## Given exercise
Could you render the lines of the entries below as a Markdown table with the columns "No." and "Text", numbering the rows in order and skipping blank lines? Begin at the line that contains "outline <item>yellow wooden door</item>" and stop after the line that contains "193L52 190L53 183L56".

## Records for the exercise
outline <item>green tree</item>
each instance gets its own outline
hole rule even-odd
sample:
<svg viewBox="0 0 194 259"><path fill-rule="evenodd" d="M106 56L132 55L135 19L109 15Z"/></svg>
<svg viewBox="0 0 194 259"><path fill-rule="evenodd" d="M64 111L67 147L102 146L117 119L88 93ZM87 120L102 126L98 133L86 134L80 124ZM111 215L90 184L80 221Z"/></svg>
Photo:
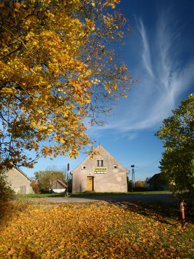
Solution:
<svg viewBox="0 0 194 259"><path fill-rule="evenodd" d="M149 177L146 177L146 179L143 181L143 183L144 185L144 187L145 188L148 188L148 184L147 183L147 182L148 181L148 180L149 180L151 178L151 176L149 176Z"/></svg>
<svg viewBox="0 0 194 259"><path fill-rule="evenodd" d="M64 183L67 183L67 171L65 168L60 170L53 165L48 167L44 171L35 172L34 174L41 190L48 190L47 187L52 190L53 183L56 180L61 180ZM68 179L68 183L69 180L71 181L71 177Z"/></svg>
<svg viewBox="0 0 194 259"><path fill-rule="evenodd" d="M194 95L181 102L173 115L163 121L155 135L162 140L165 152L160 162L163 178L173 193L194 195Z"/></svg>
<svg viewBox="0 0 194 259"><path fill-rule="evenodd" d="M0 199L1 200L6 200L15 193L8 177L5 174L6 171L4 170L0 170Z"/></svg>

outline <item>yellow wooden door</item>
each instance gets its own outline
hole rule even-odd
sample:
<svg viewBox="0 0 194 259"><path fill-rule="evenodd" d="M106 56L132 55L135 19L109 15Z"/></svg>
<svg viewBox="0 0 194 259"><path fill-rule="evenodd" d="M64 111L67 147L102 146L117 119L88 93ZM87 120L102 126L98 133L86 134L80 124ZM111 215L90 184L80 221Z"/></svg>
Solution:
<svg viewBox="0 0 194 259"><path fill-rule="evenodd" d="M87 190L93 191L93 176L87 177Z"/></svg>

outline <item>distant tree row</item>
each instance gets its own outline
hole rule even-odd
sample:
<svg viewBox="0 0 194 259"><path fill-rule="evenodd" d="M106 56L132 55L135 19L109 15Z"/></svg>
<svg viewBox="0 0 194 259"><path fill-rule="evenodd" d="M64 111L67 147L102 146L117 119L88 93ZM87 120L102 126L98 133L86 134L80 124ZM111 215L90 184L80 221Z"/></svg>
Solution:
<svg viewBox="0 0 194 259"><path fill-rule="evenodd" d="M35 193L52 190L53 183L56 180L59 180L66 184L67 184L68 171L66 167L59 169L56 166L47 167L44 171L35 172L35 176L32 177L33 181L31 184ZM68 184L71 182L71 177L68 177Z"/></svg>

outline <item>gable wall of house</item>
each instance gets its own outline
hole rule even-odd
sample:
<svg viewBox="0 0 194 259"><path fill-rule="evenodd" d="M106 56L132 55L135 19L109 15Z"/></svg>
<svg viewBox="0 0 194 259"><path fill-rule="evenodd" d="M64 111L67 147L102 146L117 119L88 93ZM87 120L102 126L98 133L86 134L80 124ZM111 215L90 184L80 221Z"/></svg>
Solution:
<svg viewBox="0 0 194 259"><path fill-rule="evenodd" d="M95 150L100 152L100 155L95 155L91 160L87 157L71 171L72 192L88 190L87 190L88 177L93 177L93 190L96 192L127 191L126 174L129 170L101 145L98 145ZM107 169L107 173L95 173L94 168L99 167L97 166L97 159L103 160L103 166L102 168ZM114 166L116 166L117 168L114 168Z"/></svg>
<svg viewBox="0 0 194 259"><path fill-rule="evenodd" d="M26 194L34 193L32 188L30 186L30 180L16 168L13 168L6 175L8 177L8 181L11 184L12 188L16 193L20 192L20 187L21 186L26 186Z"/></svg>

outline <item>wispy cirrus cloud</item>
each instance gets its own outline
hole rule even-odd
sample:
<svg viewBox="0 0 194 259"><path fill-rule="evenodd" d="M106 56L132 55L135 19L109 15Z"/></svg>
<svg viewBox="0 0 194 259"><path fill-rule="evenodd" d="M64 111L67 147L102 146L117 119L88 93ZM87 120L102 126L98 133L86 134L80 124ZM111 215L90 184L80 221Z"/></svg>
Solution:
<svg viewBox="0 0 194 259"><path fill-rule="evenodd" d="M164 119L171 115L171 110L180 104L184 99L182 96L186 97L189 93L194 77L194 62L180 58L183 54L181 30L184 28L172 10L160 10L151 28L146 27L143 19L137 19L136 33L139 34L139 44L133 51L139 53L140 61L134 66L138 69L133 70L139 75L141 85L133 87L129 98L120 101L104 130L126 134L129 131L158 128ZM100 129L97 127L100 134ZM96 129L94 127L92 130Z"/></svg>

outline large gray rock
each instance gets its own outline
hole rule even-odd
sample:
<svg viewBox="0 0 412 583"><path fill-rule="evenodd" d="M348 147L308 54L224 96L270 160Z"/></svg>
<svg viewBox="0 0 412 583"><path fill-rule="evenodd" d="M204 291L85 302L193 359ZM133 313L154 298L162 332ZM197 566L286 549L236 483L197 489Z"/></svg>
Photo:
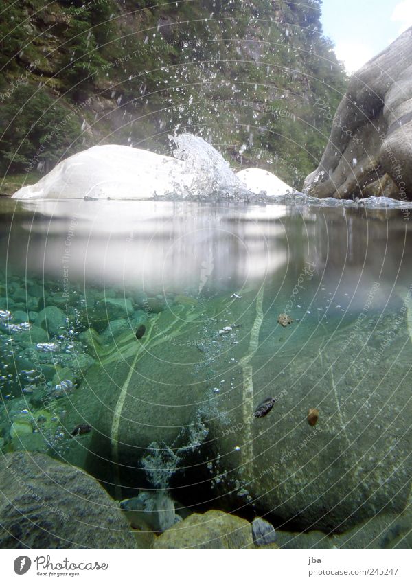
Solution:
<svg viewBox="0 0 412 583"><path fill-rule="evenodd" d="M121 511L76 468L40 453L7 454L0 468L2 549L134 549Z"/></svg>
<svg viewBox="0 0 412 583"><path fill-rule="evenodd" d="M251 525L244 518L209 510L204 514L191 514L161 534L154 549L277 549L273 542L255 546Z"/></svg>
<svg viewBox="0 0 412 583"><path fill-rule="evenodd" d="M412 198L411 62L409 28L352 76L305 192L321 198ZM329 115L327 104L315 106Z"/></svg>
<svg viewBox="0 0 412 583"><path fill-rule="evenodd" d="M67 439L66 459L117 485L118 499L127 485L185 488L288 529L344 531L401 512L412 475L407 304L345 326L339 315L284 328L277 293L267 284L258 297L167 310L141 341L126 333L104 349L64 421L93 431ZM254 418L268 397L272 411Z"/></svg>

## Solved exercise
| No. | Text |
|---|---|
| 1 | outline <item>yellow wooden door</item> |
| 2 | each instance gets its own outline |
| 3 | hole rule even-odd |
| 4 | sample: |
| 5 | <svg viewBox="0 0 194 259"><path fill-rule="evenodd" d="M106 56L132 55L135 19L109 15Z"/></svg> |
| 6 | <svg viewBox="0 0 194 259"><path fill-rule="evenodd" d="M64 111L67 147L102 146L117 119L88 93ZM87 120L102 126L98 133L86 134L80 124ZM111 215L90 184L80 221Z"/></svg> |
| 7 | Solution: |
| 8 | <svg viewBox="0 0 194 259"><path fill-rule="evenodd" d="M87 190L93 191L93 176L87 177Z"/></svg> |
| 9 | outline <item>distant tree row</item> |
| 10 | each instance gets its own outline |
| 11 | hole rule even-odd |
| 12 | sample: |
| 13 | <svg viewBox="0 0 194 259"><path fill-rule="evenodd" d="M106 56L132 55L135 19L109 15Z"/></svg> |
| 14 | <svg viewBox="0 0 194 259"><path fill-rule="evenodd" d="M64 111L67 147L102 146L117 119L88 93ZM87 120L102 126L98 133L86 134L80 124ZM111 215L90 184L80 221Z"/></svg> |
| 15 | Solution: |
| 16 | <svg viewBox="0 0 194 259"><path fill-rule="evenodd" d="M35 193L52 190L53 183L56 180L59 180L66 184L67 184L68 171L66 167L59 169L56 166L47 167L44 171L35 172L35 176L32 177L33 181L31 184ZM68 184L71 182L71 177L68 177Z"/></svg> |